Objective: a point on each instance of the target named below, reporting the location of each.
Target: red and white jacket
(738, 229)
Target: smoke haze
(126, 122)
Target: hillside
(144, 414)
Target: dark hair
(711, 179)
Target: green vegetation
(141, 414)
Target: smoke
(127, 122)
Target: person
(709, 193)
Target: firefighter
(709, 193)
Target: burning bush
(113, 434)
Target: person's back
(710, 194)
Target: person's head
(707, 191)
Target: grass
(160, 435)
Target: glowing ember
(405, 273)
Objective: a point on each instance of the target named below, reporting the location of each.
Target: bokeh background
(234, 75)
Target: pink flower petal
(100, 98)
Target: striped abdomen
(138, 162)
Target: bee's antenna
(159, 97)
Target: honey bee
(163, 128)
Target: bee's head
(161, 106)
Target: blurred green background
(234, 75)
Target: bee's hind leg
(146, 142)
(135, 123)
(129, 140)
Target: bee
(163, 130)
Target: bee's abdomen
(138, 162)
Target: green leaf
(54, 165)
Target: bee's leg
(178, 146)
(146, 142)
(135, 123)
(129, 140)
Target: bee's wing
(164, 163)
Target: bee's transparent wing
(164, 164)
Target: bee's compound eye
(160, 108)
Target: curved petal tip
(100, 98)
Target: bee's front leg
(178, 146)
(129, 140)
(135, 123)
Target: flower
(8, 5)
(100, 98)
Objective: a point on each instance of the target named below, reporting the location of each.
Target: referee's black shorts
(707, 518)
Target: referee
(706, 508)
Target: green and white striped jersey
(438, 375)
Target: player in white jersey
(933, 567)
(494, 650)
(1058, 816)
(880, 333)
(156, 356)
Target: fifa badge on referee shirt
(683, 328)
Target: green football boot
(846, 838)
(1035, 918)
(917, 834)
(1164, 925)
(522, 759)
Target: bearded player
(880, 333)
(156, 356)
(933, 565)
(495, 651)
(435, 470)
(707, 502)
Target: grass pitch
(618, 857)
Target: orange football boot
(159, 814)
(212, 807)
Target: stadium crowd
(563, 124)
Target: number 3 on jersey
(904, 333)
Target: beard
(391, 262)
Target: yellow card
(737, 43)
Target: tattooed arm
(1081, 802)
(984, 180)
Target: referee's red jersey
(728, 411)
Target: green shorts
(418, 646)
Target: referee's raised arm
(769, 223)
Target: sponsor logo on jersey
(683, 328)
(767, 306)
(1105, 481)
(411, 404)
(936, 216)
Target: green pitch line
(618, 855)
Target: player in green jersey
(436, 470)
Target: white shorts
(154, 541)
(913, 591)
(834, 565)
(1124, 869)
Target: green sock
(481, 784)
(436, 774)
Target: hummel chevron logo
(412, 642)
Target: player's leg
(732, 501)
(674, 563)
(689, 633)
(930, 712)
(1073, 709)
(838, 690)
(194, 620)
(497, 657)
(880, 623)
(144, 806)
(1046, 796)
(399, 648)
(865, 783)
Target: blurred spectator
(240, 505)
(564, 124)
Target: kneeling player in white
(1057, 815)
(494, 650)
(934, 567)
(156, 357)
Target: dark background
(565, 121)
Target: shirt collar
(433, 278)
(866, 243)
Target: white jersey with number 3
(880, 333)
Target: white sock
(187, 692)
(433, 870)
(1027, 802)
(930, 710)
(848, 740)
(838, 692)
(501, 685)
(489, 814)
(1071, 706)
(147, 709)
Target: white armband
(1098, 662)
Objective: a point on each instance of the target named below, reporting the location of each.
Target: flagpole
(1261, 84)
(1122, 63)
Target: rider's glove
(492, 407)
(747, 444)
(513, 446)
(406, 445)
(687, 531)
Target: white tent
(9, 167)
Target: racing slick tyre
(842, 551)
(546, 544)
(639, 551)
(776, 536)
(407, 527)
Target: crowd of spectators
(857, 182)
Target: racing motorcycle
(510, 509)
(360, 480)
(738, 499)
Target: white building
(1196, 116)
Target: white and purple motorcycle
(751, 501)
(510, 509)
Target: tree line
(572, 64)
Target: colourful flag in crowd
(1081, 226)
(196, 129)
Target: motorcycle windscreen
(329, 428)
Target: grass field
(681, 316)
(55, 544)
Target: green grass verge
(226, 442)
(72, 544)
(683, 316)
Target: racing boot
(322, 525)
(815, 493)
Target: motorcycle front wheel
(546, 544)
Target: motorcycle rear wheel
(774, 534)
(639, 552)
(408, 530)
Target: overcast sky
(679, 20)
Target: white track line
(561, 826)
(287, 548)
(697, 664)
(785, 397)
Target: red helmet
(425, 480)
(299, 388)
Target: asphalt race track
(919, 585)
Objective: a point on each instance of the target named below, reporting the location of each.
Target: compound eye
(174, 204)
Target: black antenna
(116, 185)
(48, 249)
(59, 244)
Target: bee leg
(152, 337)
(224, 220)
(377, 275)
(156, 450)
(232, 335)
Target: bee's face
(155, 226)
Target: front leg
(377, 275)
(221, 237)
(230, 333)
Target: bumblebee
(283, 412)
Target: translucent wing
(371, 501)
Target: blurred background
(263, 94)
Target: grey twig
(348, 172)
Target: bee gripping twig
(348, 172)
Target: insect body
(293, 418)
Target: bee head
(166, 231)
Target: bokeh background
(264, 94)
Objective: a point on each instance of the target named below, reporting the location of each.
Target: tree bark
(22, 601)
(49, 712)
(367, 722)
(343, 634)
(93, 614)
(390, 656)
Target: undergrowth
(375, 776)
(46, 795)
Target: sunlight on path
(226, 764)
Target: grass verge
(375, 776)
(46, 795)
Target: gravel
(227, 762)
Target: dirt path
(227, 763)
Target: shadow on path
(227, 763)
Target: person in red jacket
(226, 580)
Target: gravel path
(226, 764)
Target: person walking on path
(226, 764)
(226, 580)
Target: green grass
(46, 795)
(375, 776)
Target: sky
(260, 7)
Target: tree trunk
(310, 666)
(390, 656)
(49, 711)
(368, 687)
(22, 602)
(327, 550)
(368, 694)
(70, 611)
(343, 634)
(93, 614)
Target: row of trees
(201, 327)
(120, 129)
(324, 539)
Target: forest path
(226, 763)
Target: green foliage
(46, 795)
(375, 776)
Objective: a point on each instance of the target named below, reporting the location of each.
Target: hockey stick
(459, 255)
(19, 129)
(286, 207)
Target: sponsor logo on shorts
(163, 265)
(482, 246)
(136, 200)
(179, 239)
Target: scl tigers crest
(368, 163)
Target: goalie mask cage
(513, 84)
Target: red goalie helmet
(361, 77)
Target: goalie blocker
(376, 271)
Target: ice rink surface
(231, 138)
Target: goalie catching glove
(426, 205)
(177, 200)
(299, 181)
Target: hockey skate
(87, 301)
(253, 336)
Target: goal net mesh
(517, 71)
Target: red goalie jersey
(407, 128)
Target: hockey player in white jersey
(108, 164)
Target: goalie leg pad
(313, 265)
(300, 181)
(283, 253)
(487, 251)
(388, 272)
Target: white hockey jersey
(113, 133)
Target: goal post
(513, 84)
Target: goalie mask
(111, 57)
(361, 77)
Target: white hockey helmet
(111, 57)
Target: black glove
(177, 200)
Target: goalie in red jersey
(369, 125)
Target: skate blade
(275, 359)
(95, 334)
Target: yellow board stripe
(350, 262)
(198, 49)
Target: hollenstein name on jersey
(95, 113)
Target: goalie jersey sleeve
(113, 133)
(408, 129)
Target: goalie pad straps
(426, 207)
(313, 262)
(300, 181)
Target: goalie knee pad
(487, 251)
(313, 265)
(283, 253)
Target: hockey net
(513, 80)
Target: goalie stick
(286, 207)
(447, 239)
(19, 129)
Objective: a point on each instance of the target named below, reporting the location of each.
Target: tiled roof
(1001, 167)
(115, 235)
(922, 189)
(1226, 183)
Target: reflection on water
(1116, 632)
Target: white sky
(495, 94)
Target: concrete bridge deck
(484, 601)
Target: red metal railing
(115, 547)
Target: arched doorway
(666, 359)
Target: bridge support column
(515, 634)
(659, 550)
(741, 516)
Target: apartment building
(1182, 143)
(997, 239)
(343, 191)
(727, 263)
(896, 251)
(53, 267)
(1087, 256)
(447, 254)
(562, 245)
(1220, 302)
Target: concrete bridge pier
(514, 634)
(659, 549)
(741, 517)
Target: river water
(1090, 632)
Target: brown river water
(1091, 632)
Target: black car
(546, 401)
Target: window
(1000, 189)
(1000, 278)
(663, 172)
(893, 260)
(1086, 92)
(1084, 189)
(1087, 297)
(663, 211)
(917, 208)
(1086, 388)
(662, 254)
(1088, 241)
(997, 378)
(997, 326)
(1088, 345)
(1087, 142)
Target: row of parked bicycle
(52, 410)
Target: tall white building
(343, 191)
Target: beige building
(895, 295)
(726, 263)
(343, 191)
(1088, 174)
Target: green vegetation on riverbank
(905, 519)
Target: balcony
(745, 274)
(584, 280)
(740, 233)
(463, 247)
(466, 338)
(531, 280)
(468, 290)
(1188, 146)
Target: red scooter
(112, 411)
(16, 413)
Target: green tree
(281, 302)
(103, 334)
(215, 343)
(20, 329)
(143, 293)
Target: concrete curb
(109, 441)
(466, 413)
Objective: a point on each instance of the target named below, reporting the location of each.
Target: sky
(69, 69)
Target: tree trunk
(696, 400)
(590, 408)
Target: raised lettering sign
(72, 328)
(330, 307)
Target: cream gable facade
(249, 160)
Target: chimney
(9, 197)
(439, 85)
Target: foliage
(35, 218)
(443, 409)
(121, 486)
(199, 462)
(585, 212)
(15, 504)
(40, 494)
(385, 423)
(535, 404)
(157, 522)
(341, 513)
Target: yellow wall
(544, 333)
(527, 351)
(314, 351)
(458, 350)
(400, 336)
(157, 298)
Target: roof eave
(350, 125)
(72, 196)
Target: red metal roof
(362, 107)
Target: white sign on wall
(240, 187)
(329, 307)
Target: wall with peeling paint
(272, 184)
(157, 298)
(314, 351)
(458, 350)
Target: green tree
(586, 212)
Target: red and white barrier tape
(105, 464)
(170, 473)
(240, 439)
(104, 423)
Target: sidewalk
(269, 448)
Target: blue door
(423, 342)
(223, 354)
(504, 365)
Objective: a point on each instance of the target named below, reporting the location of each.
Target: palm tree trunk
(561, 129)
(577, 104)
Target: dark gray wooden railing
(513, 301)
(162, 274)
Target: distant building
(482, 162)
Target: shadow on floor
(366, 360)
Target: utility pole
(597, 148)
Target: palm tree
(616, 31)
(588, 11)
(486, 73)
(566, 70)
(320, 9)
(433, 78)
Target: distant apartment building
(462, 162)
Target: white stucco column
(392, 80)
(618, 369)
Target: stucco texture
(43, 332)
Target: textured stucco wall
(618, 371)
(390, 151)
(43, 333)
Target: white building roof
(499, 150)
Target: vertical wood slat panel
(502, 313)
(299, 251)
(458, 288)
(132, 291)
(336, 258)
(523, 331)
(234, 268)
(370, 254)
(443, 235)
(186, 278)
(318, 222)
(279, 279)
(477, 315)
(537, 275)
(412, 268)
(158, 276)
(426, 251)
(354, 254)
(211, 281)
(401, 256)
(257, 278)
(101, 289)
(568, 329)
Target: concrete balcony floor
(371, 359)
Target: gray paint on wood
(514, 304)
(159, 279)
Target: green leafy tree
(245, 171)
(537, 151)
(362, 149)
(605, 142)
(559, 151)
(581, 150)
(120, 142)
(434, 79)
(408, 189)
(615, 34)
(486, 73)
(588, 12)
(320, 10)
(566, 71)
_ _ _ _ _
_DIRECTIONS FOR THIS TASK_
Starting at the line that contains "Target: red and white barrier tape" and ending at the last line of the records, write out those lines again, requests included. Scale every point coordinate in the answers by 0.9 and round to whole numbers, with halves rounding up.

_FINISHED EXERCISE_
Target: red and white barrier tape
(95, 418)
(153, 426)
(216, 395)
(94, 381)
Target: sidewalk
(242, 403)
Target: blue door
(381, 308)
(201, 319)
(454, 329)
Objective: a point on each instance of the target named below, reporting the location of each.
Target: palm tree trunk
(505, 116)
(519, 94)
Target: dark gray wooden railing
(462, 271)
(146, 247)
Target: distant building
(434, 146)
Target: shadow on floor
(329, 324)
Target: utility pole
(537, 133)
Target: palm tree
(554, 28)
(529, 10)
(437, 66)
(509, 63)
(288, 8)
(390, 70)
Target: distant apartment building
(416, 146)
Target: white stucco column
(353, 72)
(556, 332)
Target: stucco texture
(39, 299)
Target: textured stucco wall
(556, 334)
(351, 136)
(39, 300)
Target: white building roof
(449, 135)
Target: vertical wood slat panel
(452, 282)
(269, 226)
(412, 259)
(119, 262)
(302, 232)
(471, 298)
(211, 241)
(333, 229)
(399, 212)
(167, 250)
(286, 200)
(251, 251)
(429, 284)
(483, 248)
(371, 241)
(142, 248)
(383, 226)
(319, 229)
(190, 253)
(361, 230)
(231, 250)
(91, 260)
(511, 296)
Target: concrete balcony floor
(334, 323)
Target: gray paint on wood
(463, 274)
(143, 251)
Target: green leafy tree
(221, 154)
(483, 136)
(326, 134)
(545, 128)
(503, 136)
(523, 135)
(108, 128)
(391, 71)
(367, 170)
(554, 31)
(437, 66)
(529, 11)
(288, 9)
(509, 64)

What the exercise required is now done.